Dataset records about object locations

..............................

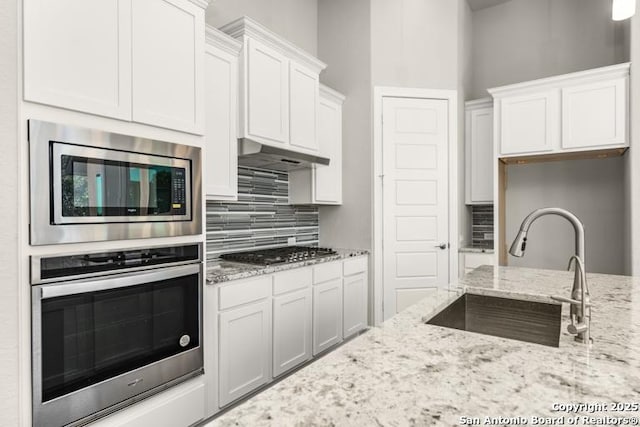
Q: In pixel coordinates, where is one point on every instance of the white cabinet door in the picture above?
(355, 304)
(328, 179)
(267, 93)
(167, 45)
(595, 114)
(303, 103)
(479, 148)
(77, 55)
(291, 330)
(221, 91)
(245, 350)
(529, 123)
(327, 315)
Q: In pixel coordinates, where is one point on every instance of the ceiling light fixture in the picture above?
(623, 9)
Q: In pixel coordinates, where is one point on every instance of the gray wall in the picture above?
(295, 20)
(592, 190)
(632, 178)
(9, 193)
(522, 40)
(465, 74)
(349, 72)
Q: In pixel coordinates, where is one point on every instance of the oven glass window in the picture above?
(90, 337)
(107, 188)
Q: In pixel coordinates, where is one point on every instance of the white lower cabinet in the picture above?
(270, 324)
(327, 315)
(182, 405)
(245, 350)
(291, 330)
(354, 312)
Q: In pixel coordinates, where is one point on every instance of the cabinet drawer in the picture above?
(326, 271)
(291, 280)
(476, 260)
(243, 292)
(354, 266)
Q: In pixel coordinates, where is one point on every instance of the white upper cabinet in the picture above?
(167, 46)
(131, 60)
(77, 55)
(279, 88)
(479, 151)
(529, 123)
(595, 114)
(221, 123)
(303, 102)
(574, 112)
(267, 93)
(323, 183)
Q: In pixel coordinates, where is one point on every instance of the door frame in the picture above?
(379, 93)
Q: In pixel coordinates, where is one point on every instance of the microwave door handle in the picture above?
(120, 281)
(144, 191)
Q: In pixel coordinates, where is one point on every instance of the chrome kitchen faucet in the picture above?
(580, 303)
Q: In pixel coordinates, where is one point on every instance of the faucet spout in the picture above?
(520, 240)
(579, 317)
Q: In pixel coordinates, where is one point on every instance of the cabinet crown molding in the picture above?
(331, 94)
(247, 27)
(479, 103)
(201, 3)
(595, 74)
(217, 38)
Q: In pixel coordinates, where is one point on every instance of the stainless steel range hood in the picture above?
(256, 155)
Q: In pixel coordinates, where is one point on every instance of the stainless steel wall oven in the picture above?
(111, 328)
(88, 185)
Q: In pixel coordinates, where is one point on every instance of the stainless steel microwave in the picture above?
(89, 185)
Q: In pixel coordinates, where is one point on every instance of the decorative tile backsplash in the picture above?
(261, 218)
(482, 225)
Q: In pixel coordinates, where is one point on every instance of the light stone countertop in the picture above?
(406, 373)
(225, 271)
(476, 250)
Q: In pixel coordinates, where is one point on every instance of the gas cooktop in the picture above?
(284, 255)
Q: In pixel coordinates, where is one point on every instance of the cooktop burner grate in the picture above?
(284, 255)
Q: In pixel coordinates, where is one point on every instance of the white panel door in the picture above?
(304, 91)
(245, 350)
(168, 62)
(354, 315)
(595, 114)
(479, 142)
(415, 196)
(529, 123)
(267, 97)
(77, 55)
(292, 314)
(328, 179)
(327, 315)
(221, 91)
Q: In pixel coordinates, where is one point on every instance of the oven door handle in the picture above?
(118, 281)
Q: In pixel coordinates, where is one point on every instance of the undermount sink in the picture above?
(528, 321)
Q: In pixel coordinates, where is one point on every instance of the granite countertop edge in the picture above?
(220, 271)
(404, 372)
(476, 250)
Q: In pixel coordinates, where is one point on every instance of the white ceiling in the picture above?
(483, 4)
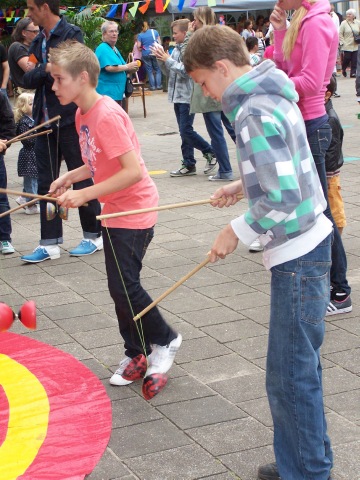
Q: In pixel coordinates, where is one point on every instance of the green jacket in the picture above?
(199, 103)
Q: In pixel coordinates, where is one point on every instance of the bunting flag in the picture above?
(112, 11)
(144, 7)
(133, 9)
(159, 8)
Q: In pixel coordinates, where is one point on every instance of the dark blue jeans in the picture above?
(300, 292)
(124, 250)
(215, 130)
(153, 71)
(319, 142)
(190, 138)
(49, 153)
(5, 222)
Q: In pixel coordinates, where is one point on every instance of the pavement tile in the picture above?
(220, 368)
(229, 437)
(146, 438)
(200, 411)
(183, 463)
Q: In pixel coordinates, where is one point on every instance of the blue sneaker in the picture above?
(87, 247)
(41, 253)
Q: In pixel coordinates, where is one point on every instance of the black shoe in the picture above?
(268, 472)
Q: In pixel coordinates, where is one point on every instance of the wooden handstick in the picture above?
(36, 128)
(158, 209)
(29, 195)
(171, 289)
(14, 140)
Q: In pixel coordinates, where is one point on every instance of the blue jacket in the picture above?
(40, 80)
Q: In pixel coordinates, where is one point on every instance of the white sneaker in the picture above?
(117, 379)
(6, 247)
(32, 210)
(256, 246)
(162, 358)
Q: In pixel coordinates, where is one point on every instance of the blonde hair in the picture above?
(205, 15)
(22, 104)
(213, 43)
(75, 58)
(182, 23)
(293, 30)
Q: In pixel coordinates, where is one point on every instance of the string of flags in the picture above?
(12, 14)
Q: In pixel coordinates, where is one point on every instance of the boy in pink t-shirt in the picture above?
(112, 157)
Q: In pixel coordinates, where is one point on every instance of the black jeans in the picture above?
(49, 153)
(5, 222)
(124, 250)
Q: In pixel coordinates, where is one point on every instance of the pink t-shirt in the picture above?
(312, 60)
(106, 133)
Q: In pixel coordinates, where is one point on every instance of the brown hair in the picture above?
(182, 23)
(205, 15)
(293, 31)
(213, 43)
(74, 58)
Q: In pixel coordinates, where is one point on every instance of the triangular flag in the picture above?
(159, 7)
(144, 7)
(124, 6)
(112, 12)
(181, 5)
(133, 9)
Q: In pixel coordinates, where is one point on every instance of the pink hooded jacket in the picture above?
(312, 59)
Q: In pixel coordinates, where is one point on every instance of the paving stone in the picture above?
(229, 437)
(200, 412)
(150, 437)
(133, 411)
(236, 330)
(184, 463)
(220, 368)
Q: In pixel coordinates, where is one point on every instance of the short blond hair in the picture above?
(23, 102)
(213, 43)
(75, 58)
(182, 23)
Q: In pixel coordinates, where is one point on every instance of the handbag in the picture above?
(129, 87)
(356, 36)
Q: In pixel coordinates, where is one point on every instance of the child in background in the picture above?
(112, 157)
(7, 131)
(334, 160)
(285, 207)
(253, 47)
(180, 88)
(27, 167)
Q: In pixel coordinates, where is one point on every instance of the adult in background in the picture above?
(146, 38)
(348, 28)
(113, 68)
(63, 142)
(18, 53)
(4, 70)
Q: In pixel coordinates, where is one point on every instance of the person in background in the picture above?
(146, 38)
(18, 54)
(4, 70)
(27, 167)
(310, 69)
(348, 28)
(334, 160)
(7, 131)
(113, 68)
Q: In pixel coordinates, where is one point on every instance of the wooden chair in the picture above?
(139, 87)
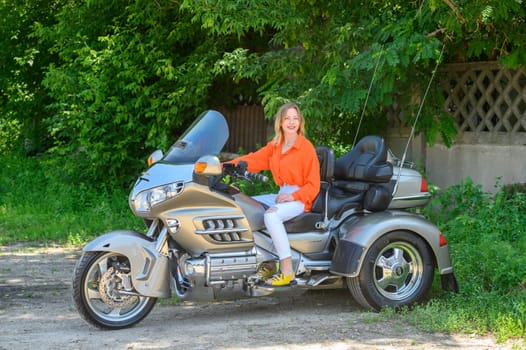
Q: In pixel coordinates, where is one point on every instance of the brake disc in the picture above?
(109, 286)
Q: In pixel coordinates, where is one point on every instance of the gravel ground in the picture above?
(36, 312)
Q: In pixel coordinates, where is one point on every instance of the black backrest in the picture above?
(326, 158)
(367, 161)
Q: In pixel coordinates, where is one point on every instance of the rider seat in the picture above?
(357, 180)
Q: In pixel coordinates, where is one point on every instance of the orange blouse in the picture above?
(298, 166)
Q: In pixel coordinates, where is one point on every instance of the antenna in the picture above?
(367, 97)
(411, 135)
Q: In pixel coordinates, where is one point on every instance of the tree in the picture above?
(126, 76)
(23, 100)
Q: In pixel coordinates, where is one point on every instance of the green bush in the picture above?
(487, 240)
(39, 203)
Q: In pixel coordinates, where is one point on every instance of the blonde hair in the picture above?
(282, 112)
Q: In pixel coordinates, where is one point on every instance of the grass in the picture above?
(39, 204)
(486, 235)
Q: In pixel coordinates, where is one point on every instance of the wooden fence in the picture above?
(249, 129)
(488, 101)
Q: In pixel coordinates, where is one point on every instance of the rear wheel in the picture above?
(397, 270)
(102, 292)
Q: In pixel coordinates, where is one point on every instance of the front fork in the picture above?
(148, 256)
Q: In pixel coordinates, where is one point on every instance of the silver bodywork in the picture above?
(206, 240)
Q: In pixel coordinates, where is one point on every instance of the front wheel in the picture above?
(101, 291)
(397, 270)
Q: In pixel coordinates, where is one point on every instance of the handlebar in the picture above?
(256, 176)
(240, 171)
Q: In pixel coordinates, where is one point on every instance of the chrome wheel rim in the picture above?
(101, 291)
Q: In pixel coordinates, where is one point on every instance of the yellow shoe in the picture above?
(281, 280)
(266, 271)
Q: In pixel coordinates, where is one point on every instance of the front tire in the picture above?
(397, 270)
(99, 282)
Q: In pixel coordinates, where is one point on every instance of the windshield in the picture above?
(207, 135)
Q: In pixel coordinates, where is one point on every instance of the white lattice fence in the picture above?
(488, 101)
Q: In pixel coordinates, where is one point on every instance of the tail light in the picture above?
(423, 186)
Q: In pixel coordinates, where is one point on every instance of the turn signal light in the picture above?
(442, 240)
(200, 167)
(423, 186)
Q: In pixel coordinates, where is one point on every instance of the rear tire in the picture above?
(397, 270)
(98, 279)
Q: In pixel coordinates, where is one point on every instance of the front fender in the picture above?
(149, 268)
(359, 233)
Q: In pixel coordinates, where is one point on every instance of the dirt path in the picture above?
(36, 312)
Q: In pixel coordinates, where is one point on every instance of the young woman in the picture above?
(294, 165)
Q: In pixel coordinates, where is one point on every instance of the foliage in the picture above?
(131, 74)
(36, 204)
(23, 60)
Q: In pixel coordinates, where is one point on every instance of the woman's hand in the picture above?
(284, 197)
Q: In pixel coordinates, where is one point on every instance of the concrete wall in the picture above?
(443, 166)
(482, 163)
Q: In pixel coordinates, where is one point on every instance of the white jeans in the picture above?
(274, 218)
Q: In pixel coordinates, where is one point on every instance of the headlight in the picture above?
(149, 198)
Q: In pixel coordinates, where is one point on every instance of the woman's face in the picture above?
(290, 123)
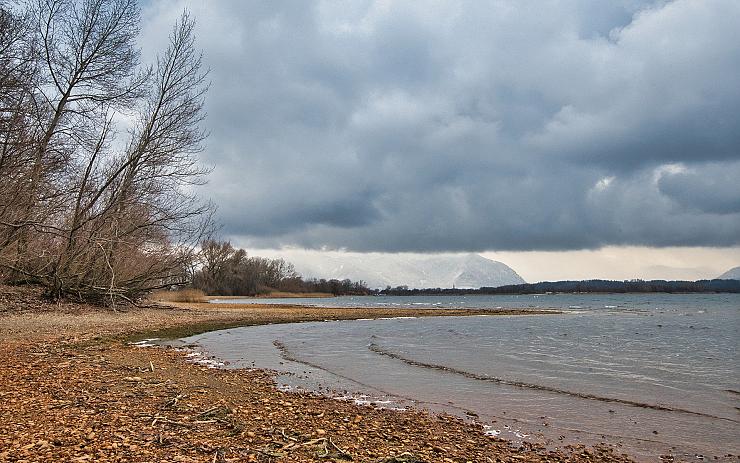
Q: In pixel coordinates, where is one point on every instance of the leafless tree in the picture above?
(102, 218)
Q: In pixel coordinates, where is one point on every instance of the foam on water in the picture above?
(651, 374)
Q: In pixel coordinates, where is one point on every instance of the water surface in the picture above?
(651, 374)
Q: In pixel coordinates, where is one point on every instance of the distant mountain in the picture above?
(414, 271)
(732, 274)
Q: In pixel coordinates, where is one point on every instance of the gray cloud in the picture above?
(421, 126)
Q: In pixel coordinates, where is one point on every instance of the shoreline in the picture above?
(73, 389)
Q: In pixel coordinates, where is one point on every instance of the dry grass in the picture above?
(181, 295)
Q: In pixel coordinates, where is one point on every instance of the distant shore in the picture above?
(74, 387)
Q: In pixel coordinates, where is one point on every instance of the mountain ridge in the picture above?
(732, 274)
(414, 271)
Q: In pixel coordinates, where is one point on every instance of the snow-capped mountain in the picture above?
(414, 271)
(732, 274)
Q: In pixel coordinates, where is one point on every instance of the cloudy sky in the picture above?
(546, 133)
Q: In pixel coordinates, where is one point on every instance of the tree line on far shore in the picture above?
(586, 286)
(227, 271)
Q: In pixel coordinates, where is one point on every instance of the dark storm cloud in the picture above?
(424, 126)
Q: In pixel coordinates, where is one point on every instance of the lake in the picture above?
(650, 374)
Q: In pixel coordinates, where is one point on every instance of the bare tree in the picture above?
(98, 218)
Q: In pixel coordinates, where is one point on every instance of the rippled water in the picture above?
(649, 374)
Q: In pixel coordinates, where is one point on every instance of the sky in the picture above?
(561, 137)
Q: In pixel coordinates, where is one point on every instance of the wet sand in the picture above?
(74, 388)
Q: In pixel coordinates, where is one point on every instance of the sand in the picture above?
(73, 388)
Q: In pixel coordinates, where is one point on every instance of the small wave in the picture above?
(380, 351)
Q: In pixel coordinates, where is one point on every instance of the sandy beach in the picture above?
(74, 388)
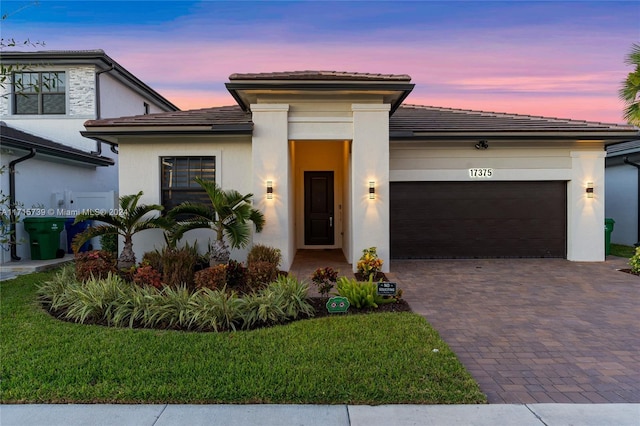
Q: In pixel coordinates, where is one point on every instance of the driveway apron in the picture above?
(534, 330)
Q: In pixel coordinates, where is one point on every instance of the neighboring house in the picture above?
(42, 109)
(622, 175)
(334, 160)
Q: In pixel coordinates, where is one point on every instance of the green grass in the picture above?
(622, 251)
(356, 359)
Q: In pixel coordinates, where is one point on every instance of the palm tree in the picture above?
(229, 215)
(132, 219)
(630, 90)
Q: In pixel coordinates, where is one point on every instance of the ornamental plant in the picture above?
(634, 262)
(369, 264)
(324, 279)
(95, 263)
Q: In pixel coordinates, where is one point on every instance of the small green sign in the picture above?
(387, 288)
(337, 304)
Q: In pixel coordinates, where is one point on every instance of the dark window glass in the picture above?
(177, 184)
(39, 93)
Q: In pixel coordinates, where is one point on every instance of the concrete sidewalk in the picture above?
(321, 415)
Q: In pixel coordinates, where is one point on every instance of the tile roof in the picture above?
(417, 118)
(408, 121)
(320, 75)
(623, 148)
(14, 138)
(207, 117)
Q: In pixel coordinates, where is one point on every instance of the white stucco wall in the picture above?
(140, 171)
(270, 159)
(37, 181)
(622, 202)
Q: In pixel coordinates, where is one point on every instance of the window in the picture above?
(39, 93)
(177, 182)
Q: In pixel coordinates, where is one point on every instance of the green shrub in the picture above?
(361, 294)
(95, 299)
(634, 262)
(262, 308)
(236, 275)
(217, 310)
(213, 278)
(324, 279)
(260, 274)
(95, 263)
(262, 253)
(172, 308)
(292, 296)
(112, 301)
(153, 259)
(178, 266)
(147, 275)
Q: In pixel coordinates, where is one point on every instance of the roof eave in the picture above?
(236, 89)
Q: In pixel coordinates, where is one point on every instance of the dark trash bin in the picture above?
(73, 230)
(44, 236)
(608, 229)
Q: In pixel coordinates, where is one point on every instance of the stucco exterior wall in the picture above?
(140, 171)
(622, 202)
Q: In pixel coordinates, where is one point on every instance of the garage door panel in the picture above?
(478, 219)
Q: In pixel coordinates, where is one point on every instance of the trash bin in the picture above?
(44, 236)
(608, 229)
(73, 230)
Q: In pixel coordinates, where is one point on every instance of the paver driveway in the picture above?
(534, 330)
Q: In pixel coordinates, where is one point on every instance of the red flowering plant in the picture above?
(324, 279)
(96, 263)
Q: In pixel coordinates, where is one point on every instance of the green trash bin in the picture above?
(44, 236)
(608, 229)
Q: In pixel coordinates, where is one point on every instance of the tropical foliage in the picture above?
(229, 215)
(630, 90)
(132, 218)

..............................

» **Short exercise**:
In the records above, return only the line that contains "the trash bin in the picture above?" and every line after it through the last, exactly as they appear.

» **Full answer**:
Q: In pixel coordinates, where is one point on every instance of the trash bin in the picture above?
(44, 236)
(608, 229)
(73, 230)
Q: In pixel coordinates, where is one point on every instance of the paver driveway in the picture above?
(534, 330)
Q: In pixel coordinates, where is one point on every instance of the red flowering plant in the picture above?
(324, 279)
(96, 263)
Q: In pixel coordinates, where is one point on every instance of the green trash bin in the picture above?
(44, 236)
(608, 229)
Q: In pixel coordinates, where is one point on every instance of the tropical foliage in the picture above?
(229, 215)
(630, 90)
(132, 218)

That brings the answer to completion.